◆ **TAREFAS**:
A) Transcreva fielmente o trecho do texto sobre a mutilação genital feminina de "O juiz Bernard" a "de nove casos.".
B) Dê continuidade ao texto sobre a mutilação genital feminina a partir da última frase apresentada.

◆ **TEXTO DO EXERCÍCIO**:
▶

Um juiz americano decidiu, esta semana, que a lei federal que proíbe a mutilação genital feminina (MGF) nos Estados Unidos é inconstitucional.
O juiz Bernard Friedman estava a julgar um caso envolvendo membros de uma pequena seita muçulmana com origem na Índia, que tem uma comunidade em Detroit, no Michigan. A seita considera que a MGF é uma obrigação religiosa e uma médica é suspeita de ter mutilado até uma centena de crianças numa clínica em Livonia, naquele Estado americano, sendo acusada formalmente de nove casos.
Entre os casos há duas mulheres que foram sujeitas à intervenção quando tinham sete anos. Foram levadas para a clínica pelos pais, depois de lhes ter sido dito que iam ter um fim de semana de meninas em Detroit.
O caso abalou os Estados Unidos o ano passado, quando foi tornado público, com várias mulheres a admitir que tinham sido sujeitas a mutilação. As autoridades acusaram os suspeitos ao abrigo de uma lei federal que proíbe a prática e que acarreta penas até cinco anos de prisão. Entretanto, o estado do Michigan aprovou uma lei semelhante, mas mais severa, com penas até 15 anos.

◀

◆ **DADOS**:
▶

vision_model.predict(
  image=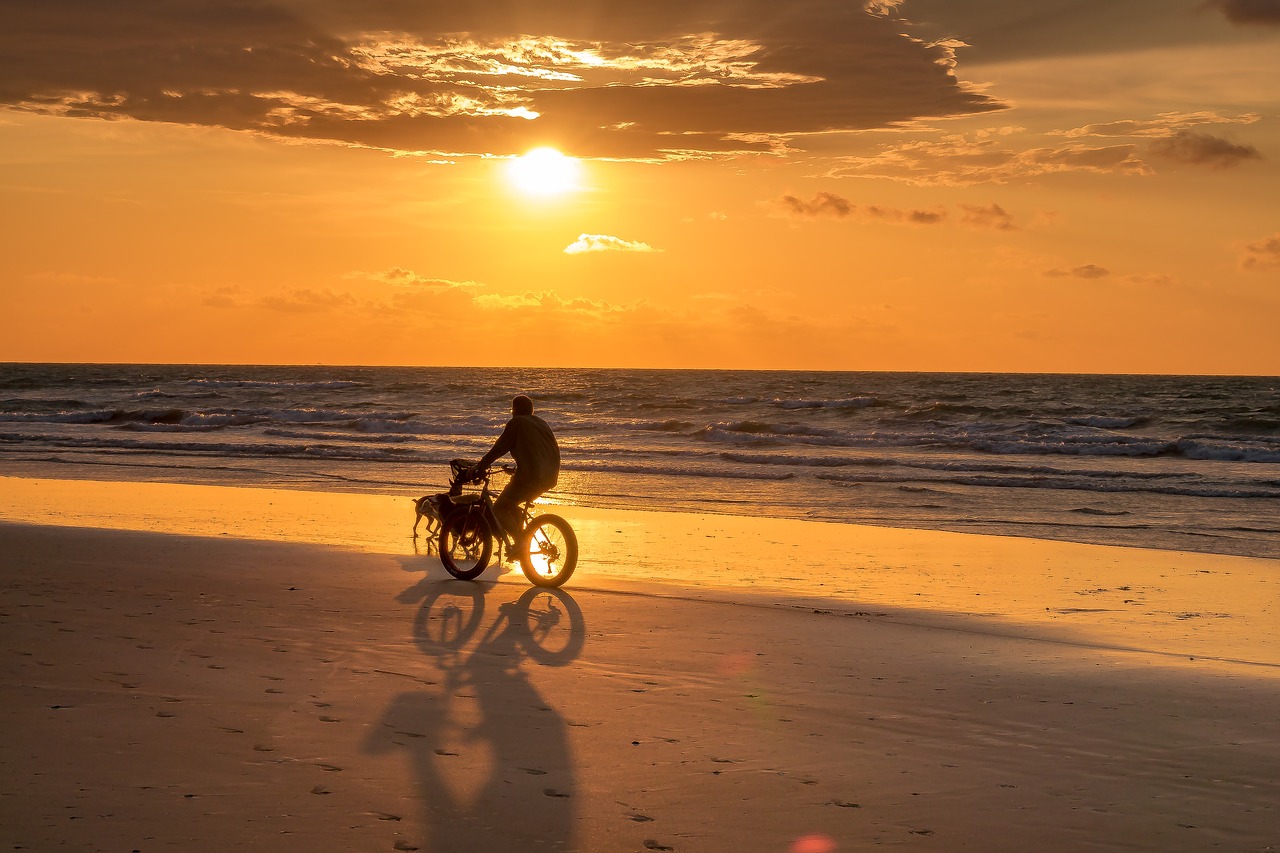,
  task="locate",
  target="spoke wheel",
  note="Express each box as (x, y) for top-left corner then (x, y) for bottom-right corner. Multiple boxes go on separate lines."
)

◀

◆ **RESPOSTAS**:
A)
O juiz Bernard Friedman estava a julgar um caso envolvendo membros de uma pequena seita muçulmana com origem na Índia, que tem uma comunidade em Detroit, no Michigan. A seita considera que a MGF é uma obrigação religiosa e uma médica é suspeita de ter mutilado até uma centena de crianças numa clínica em Livonia, naquele Estado americano, sendo acusada formalmente de nove casos.

B)
Mas numa decisão que surpreendeu e chocou os procuradores e as vítimas neste caso, o juiz concordou com a acusação ao dizer que a lei federal é inconstitucional. O juiz considerou que a MGF é um ato “desprezível”, mas disse que “por mais louvável que seja a proibição deste tipo de abuso de meninas, questões federais impedem o Congresso de legislar neste sentido. A MGF é uma ‘atividade criminal local’ que, de acordo com uma longa tradição e o nosso sistema federal de Governo, deve ser regulado pelos Estados e não pelo Congresso”.
O facto de Michigan ter aprovado entretanto uma lei de nada vale neste caso, uma vez que os suspeitos não podem ser acusados retroativamente.
A comunidade em questão pertence à seita Dawoodi Bohra, um ramo do Islão ismaelita, com origem na Índia e pequenas comunidades na diáspora.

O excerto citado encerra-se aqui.